**WHAT TO DO**
Each record below must be reproduced exactly as it reads, with its images omitted.

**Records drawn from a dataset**

*** Block opens ***

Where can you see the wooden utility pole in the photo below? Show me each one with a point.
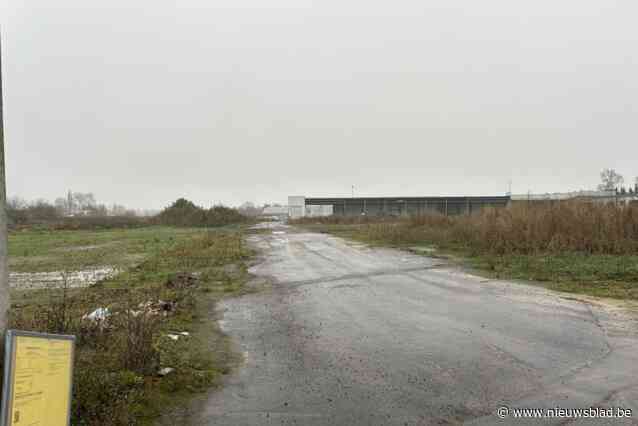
(4, 274)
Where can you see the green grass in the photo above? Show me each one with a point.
(116, 381)
(44, 250)
(600, 275)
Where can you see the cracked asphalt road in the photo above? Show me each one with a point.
(350, 335)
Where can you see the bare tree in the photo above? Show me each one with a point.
(4, 274)
(610, 180)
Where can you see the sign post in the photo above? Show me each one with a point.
(38, 379)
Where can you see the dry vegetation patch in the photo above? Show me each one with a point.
(571, 246)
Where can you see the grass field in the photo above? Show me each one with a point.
(170, 281)
(44, 250)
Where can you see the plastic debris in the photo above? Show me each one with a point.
(166, 371)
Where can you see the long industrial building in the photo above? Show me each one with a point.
(300, 206)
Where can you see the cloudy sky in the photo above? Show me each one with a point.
(141, 102)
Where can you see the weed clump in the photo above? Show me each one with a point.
(185, 213)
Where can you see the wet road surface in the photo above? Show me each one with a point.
(350, 335)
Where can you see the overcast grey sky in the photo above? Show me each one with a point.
(141, 102)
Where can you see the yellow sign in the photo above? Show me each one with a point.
(38, 392)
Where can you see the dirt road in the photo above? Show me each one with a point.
(349, 335)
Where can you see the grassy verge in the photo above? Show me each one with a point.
(171, 281)
(596, 274)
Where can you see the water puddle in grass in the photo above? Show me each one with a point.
(57, 279)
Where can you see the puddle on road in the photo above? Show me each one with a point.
(57, 279)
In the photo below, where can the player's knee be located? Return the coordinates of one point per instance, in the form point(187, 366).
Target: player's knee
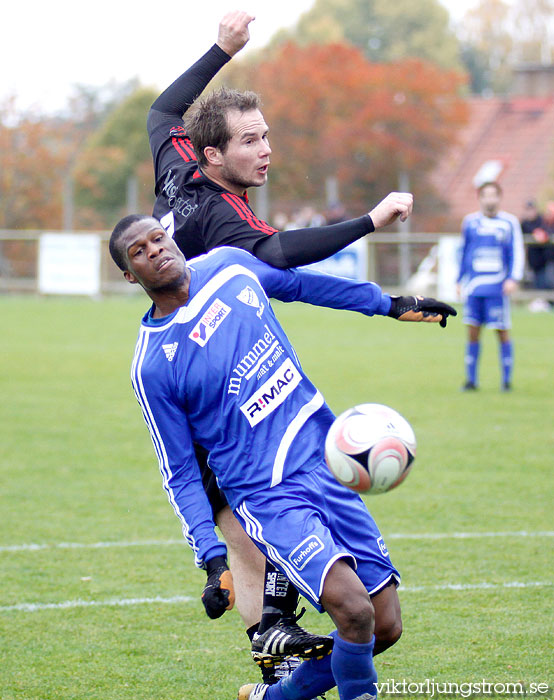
point(387, 634)
point(354, 617)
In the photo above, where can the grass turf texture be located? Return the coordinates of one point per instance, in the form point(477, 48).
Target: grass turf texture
point(77, 466)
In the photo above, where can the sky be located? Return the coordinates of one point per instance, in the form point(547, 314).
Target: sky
point(47, 46)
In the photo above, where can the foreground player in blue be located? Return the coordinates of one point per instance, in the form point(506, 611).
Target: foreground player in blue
point(213, 366)
point(490, 270)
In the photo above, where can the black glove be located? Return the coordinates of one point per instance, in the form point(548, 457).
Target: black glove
point(219, 593)
point(421, 309)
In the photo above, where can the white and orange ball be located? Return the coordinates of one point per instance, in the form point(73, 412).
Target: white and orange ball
point(370, 448)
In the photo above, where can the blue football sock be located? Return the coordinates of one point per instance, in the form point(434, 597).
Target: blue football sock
point(472, 361)
point(506, 361)
point(353, 669)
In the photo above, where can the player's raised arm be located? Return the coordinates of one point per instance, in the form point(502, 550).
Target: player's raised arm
point(233, 34)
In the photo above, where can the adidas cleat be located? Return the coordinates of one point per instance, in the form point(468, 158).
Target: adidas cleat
point(252, 691)
point(287, 638)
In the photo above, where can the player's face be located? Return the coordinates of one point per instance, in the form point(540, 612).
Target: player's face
point(246, 159)
point(153, 258)
point(489, 199)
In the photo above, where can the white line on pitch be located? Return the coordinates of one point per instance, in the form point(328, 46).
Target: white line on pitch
point(165, 543)
point(483, 585)
point(121, 602)
point(464, 535)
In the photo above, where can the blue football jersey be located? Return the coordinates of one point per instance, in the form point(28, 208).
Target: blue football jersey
point(492, 252)
point(221, 372)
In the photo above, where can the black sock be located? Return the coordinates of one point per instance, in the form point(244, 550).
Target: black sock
point(280, 598)
point(251, 631)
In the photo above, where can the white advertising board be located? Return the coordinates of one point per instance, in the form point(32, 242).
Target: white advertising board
point(69, 264)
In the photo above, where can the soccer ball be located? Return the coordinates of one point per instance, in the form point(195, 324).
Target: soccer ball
point(370, 448)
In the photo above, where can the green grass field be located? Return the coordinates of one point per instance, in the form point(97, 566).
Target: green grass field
point(470, 530)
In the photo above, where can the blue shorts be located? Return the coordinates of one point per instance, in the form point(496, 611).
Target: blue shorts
point(307, 522)
point(493, 312)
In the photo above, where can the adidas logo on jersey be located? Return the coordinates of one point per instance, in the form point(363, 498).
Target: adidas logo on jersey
point(170, 350)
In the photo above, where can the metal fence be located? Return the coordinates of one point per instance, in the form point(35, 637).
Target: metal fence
point(394, 261)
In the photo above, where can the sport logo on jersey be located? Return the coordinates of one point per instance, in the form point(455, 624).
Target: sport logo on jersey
point(272, 393)
point(307, 549)
point(210, 322)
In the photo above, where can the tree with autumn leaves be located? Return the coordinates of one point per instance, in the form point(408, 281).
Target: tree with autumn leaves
point(333, 113)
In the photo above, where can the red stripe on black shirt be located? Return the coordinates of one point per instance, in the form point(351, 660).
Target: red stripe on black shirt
point(246, 214)
point(184, 149)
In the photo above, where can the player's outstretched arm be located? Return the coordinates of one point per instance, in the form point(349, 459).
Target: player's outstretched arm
point(303, 246)
point(396, 205)
point(421, 309)
point(334, 292)
point(219, 592)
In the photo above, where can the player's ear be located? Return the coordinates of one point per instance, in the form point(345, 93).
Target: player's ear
point(213, 155)
point(130, 277)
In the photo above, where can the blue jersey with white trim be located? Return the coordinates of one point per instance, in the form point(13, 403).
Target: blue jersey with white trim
point(221, 372)
point(492, 252)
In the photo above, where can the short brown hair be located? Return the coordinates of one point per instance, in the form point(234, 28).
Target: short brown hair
point(206, 121)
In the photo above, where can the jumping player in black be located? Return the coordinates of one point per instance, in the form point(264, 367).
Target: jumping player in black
point(203, 169)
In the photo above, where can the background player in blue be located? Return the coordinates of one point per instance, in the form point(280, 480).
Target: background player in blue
point(264, 425)
point(491, 267)
point(203, 203)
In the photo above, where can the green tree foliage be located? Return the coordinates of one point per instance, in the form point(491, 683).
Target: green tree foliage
point(115, 153)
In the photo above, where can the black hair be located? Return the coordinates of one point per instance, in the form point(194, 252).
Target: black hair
point(122, 226)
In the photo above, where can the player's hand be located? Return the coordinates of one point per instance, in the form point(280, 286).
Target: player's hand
point(233, 31)
point(219, 592)
point(421, 309)
point(396, 205)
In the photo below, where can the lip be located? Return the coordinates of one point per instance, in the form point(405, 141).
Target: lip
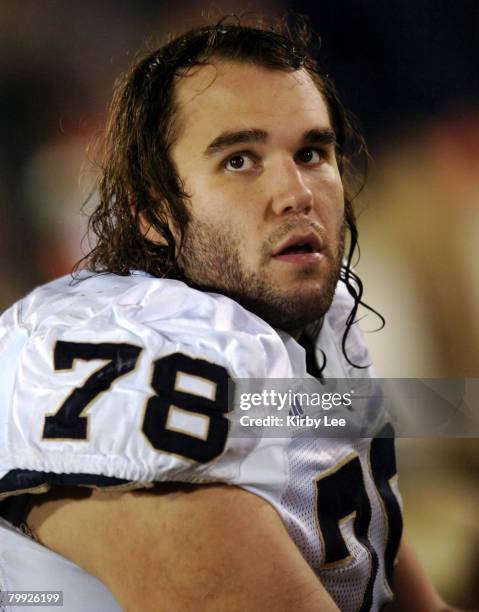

*** Block closes ***

**YOUR SOLUTION**
Where can you see the wooden utility pole in the photo below? Show me each one with a point.
(4, 274)
Where can you see the green grass in the photo above? Show me each one with a point.
(116, 381)
(44, 250)
(600, 275)
Where can you see the cracked asphalt road in the photo above? Show me each one with a point.
(350, 335)
Where can you see the bare tree in the photo above? Show me each one with a point.
(4, 274)
(610, 180)
Where can you see the sign post in the photo above? Show me each one with a point.
(38, 379)
Where can you see the dry vegetation patch in the photo above? Show me each one with a point.
(571, 246)
Where can you see the grass field in the photo above? Show me each one with a point.
(170, 281)
(44, 250)
Where can you see the plastic debris in the photo above? Show me each one with a point.
(166, 371)
Where can you see the long industrial building in the photo above? Show me each one with a point.
(300, 206)
Where can you see the cloudy sky in the photo above? Show me each one with a point.
(141, 102)
Where can you see the weed clump in the photo above? Show me each one with a point.
(185, 213)
Where can you see the wet road surface in the photo above? Show me each one with a point.
(350, 335)
Where can you see the overcast grey sky in the photo above? Show me each one with a point.
(141, 102)
Where can you see the yellow sign in the photo above? Show me each one with a point.
(38, 392)
Where can you see the dirt road in the photo above? Show me each one with a point.
(349, 335)
Where can you see the grassy verge in the photo above? Show me each one with a point.
(171, 281)
(596, 274)
Where can you see the water puddle in grass in the photo above? Show me each one with a point.
(57, 279)
Where can you see the puddle on road in the photo above? Show me each one with a point.
(57, 279)
In the photo below, where can the player's knee be located? Return the coordinates of one point per instance, in the form point(187, 366).
Target: player's knee
point(387, 634)
point(354, 617)
In the photo above, where can the grass turf texture be located? Return the coordinates of one point per instance, in the form point(477, 48).
Target: grass turf texture
point(77, 466)
In the photo above, where can the sky be located? Return the coordinates of one point per instance, in the form point(547, 314).
Target: sky
point(47, 46)
In the photo above, where can the foreground player in blue be located? Return the coordinates of one point per instance, in the form point(506, 611).
Target: foreground player in blue
point(213, 366)
point(490, 270)
In the photo above, where can the black glove be located? Return the coordinates of one point per instance, in the form point(548, 457).
Target: black glove
point(219, 593)
point(421, 309)
In the photo above, where can the white and orange ball be located? Return the coordinates of one point per instance, in the form point(73, 412).
Target: white and orange ball
point(370, 448)
In the photo above, where can the blue football sock be located? Return the coordinates of one point per instance, in the form point(434, 597).
Target: blue football sock
point(472, 361)
point(506, 361)
point(353, 669)
In the photo above, where can the player's raised arm be located? Return the coordinates of one point per instance, in the form point(502, 550).
Target: player's raised arm
point(233, 34)
In the photo above, where can the adidas cleat be located? Return the coordinates of one point per instance, in the form point(468, 158).
Target: adidas cleat
point(252, 691)
point(287, 638)
In the photo above, where can the player's face be located? Return the coordinates of one point per instance, in the form point(540, 612).
Target: player's face
point(246, 159)
point(153, 258)
point(489, 199)
In the photo above, where can the white line on pitch be located? Return the coordinates of one point per instance, in the form point(328, 46).
Target: white line on pitch
point(165, 543)
point(483, 585)
point(121, 602)
point(464, 535)
In the photo above, where can the blue football jersey be located? Return the coordinates of one point per instance, in the form point(28, 208).
Target: blue football jersey
point(492, 252)
point(221, 372)
In the photo above, where can the black sock be located? Return the coordinates of one point per instance, in the form point(244, 550).
Target: black sock
point(280, 598)
point(251, 631)
In the photo above, where can the white advertising board be located? Return the coordinates of one point per instance, in the form point(32, 242).
Target: white advertising board
point(69, 264)
In the photo above, where can the soccer ball be located? Return the coordinates of one point per instance, in the form point(195, 324).
Target: soccer ball
point(370, 448)
In the photo above, where can the green grass field be located? Return the coordinates of one point per instance, in the form point(97, 566).
Target: green grass field
point(470, 530)
In the photo above, where can the blue shorts be located? Return the coordinates of one point per instance, in the form point(496, 611).
Target: blue shorts
point(307, 522)
point(493, 312)
In the photo above, where can the adidas logo on jersey be located? Return the coordinates of one point per instance, in the form point(363, 498).
Target: adidas logo on jersey
point(170, 350)
In the photo above, where can the metal fence be located? Return the coordinates of one point per instance, in the form point(35, 637).
Target: metal fence
point(394, 261)
In the photo above, where can the sport logo on jersey be located? Return the coordinates of one point per instance, in the form point(455, 624).
Target: sport logo on jersey
point(272, 393)
point(307, 549)
point(210, 322)
In the photo above, where can the tree with autumn leaves be located? Return the coordinates of one point per instance, in the form point(408, 281).
Target: tree with autumn leaves
point(333, 113)
In the photo above, where can the red stripe on black shirt be located? Return the coordinates of one point per instance, in the form point(351, 660).
Target: red stripe on black shirt
point(246, 214)
point(184, 149)
In the photo above, where can the player's outstretched arm be located? Return the coordinates of one point per instance, in the form point(349, 459).
Target: player's outstretched arm
point(303, 246)
point(396, 205)
point(421, 309)
point(334, 292)
point(219, 592)
In the photo above, where can the player's ear be located? Return the coordinates of one point per instance, in the form point(345, 93).
Target: player's ear
point(213, 155)
point(130, 277)
In the photo above, where can the blue jersey with white trim be located? Return the coordinates of one point per instance, in the form point(13, 403).
Target: blue jersey with white trim
point(221, 372)
point(492, 252)
In the photo above, where can the short brown hair be located? Return the coordinates of one point per instance, in the form point(234, 28).
Target: short brown hair
point(206, 121)
In the photo above, where can the jumping player in black be located? Return the coordinates of one point per instance, in the form point(264, 367).
Target: jumping player in black
point(203, 169)
In the photo above, where can the background player in blue be located? Return the coordinates of one point per instance, in the form point(280, 480).
Target: background player in blue
point(264, 425)
point(491, 267)
point(203, 203)
In the photo above, where can the green tree foliage be located? Return the coordinates of one point per instance, in the form point(491, 683).
Target: green tree foliage
point(115, 153)
In the photo above, where can the black hair be located? Return the coordinates of one point per instance, in the form point(194, 252).
Target: black hair
point(122, 226)
In the photo above, where can the player's hand be located? Return the coordinates of one point per instance, in the form point(280, 286).
Target: player's hand
point(233, 31)
point(219, 592)
point(421, 309)
point(396, 205)
In the photo below, where can the lip be located? Return the coordinates of one point per instance, in the form point(405, 141).
Target: lip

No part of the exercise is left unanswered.